(Tarefa proposta 1): Por favor, reescreva a parte da crítica sobre o filme Elle entre "Antes de mais" e "próprio Paul Verhoven.", inclusive, trocando "holandês" por "neerlandês".
(Tarefa proposta 2): Segundo a crítica sobre o filme Elle, em qual mostra o filme estava em cartaz?
(Tarefa proposta 3): Dê continuidade à crítica sobre o filme Elle a partir do ponto em que ela termina.

Goiânia - Sordidez é uma palavra que pode ser designada a descrever o cinema de Paul Verhoeven. Uma viagem em uma espiral labiríntica da psique humana levada aos mais espúrios sentimentos conflitantes que destoam de modo inigualável do que é tolerável socialmente. A mente humana é repleta dos mais inquietantes dilemas e dos atos mais inesperados. Seu lado controverso eclode de modo abissal em Elle (2016), seu mais recente longa-metragem, o melhor filme recente (empatado com Toni Erdmann) em cartaz na décima edição da mostra O Amor, a Morte e as Paixões.
Antes de mais nada, não há como imaginar este filme nas mãos de outrem ou sem a magnífica Isabelle Hupert. Uma parceria entre diretor e atriz cosmopolitas tal como o mestre Max Ophüls. Verhoeven é holandês, dirigiu seus primeiros longas em sua terra natal, conquistou Hollywood e, recentemente, seu novo filme é uma co-produção entre Alemanha, Bélgica e França. Huppert é francesa e esteve presente em filmes de sua origem, além de ter trabalho com grandes diretores de outras nacionalidades como Michael Cimino, Sang-soo Hong, Marco Bellocchio e o próprio Paul Verhoven.

(Linhas):
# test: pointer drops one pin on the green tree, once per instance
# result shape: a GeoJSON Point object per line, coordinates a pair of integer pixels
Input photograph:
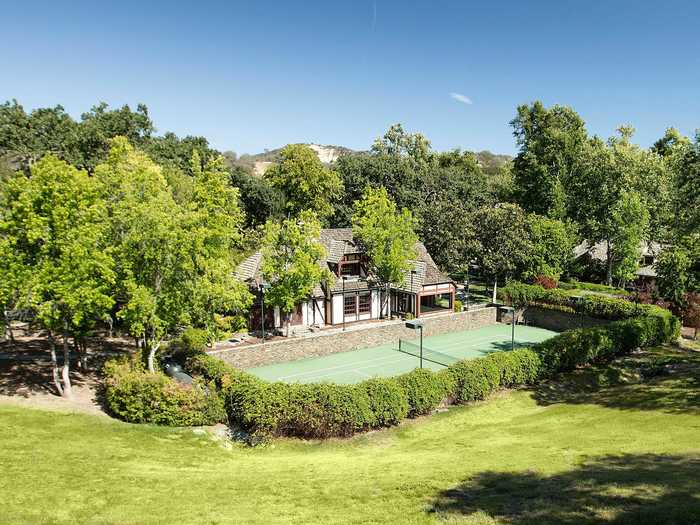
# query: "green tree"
{"type": "Point", "coordinates": [610, 177]}
{"type": "Point", "coordinates": [387, 236]}
{"type": "Point", "coordinates": [291, 255]}
{"type": "Point", "coordinates": [630, 219]}
{"type": "Point", "coordinates": [260, 200]}
{"type": "Point", "coordinates": [669, 143]}
{"type": "Point", "coordinates": [305, 182]}
{"type": "Point", "coordinates": [501, 241]}
{"type": "Point", "coordinates": [145, 227]}
{"type": "Point", "coordinates": [445, 228]}
{"type": "Point", "coordinates": [550, 141]}
{"type": "Point", "coordinates": [55, 221]}
{"type": "Point", "coordinates": [674, 273]}
{"type": "Point", "coordinates": [27, 137]}
{"type": "Point", "coordinates": [214, 227]}
{"type": "Point", "coordinates": [172, 151]}
{"type": "Point", "coordinates": [397, 142]}
{"type": "Point", "coordinates": [175, 261]}
{"type": "Point", "coordinates": [552, 245]}
{"type": "Point", "coordinates": [686, 196]}
{"type": "Point", "coordinates": [101, 124]}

(Resultado da tarefa 1):
Antes de mais nada, não há como imaginar este filme nas mãos de outrem ou sem a magnífica Isabelle Hupert. Uma parceria entre diretor e atriz cosmopolitas tal como o mestre Max Ophüls. Verhoeven é neerlandês, dirigiu seus primeiros longas em sua terra natal, conquistou Hollywood e, recentemente, seu novo filme é uma co-produção entre Alemanha, Bélgica e França. Huppert é francesa e esteve presente em filmes de sua origem, além de ter trabalho com grandes diretores de outras nacionalidades como Michael Cimino, Sang-soo Hong, Marco Bellocchio e o próprio Paul Verhoven.

(Resultado da tarefa 2): Na décima edição da mostra O Amor, a Morte e as Paixões.

(Resultado da tarefa 3):
Um grito exasperante emerge logo no início da película. O palco: a casa de Michèle Leblanc (Isabelle Hupert), uma executiva-chefe de uma empresa de videogames extremamente controladora e rígida. Um homem de preto encapuzado em cima dela, o horror de um ato vil perpetrado diante de uma fortaleza que, posteriormente, parecia intransponível. A câmera voyeur nos torna cúmplices do estupro envolvida em uma paleta de cores das mais nebulosas que provoca um efeito desconfortável. Apesar da violência sofrida, Michèle insiste em não perder a compostura e o controle, seu comportamento é impossível de ser desvendado.
A violência dos games que a protagonista trabalha se insere na vida real de modo hiper-realista nos deixa atônitos diante dos atos mais ignóbeis originários da mente humana, ora capaz dos atos mais sublimes, ora dos mais repugnantes e comprova a ideia de que a violência do mundo real é muito mais chocante do que a da ficção, tal como ocorre em Na Mira da Morte (1968), de Peter Bogdanovich.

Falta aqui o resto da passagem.